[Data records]
====

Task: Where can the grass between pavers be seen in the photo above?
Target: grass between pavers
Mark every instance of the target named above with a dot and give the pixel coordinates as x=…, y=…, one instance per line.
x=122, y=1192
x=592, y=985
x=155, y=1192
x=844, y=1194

====

▸ PROBLEM DETAILS: Repeat every one of the lines above word for word.

▸ SOLUTION FOR THIS PROBLEM:
Task: Where can the grass between pavers be seen in the photo above?
Target: grass between pavers
Mark every instance of the target named above with a dot and give the pixel coordinates as x=…, y=…, one instance per line.
x=122, y=1192
x=592, y=985
x=155, y=1192
x=844, y=1194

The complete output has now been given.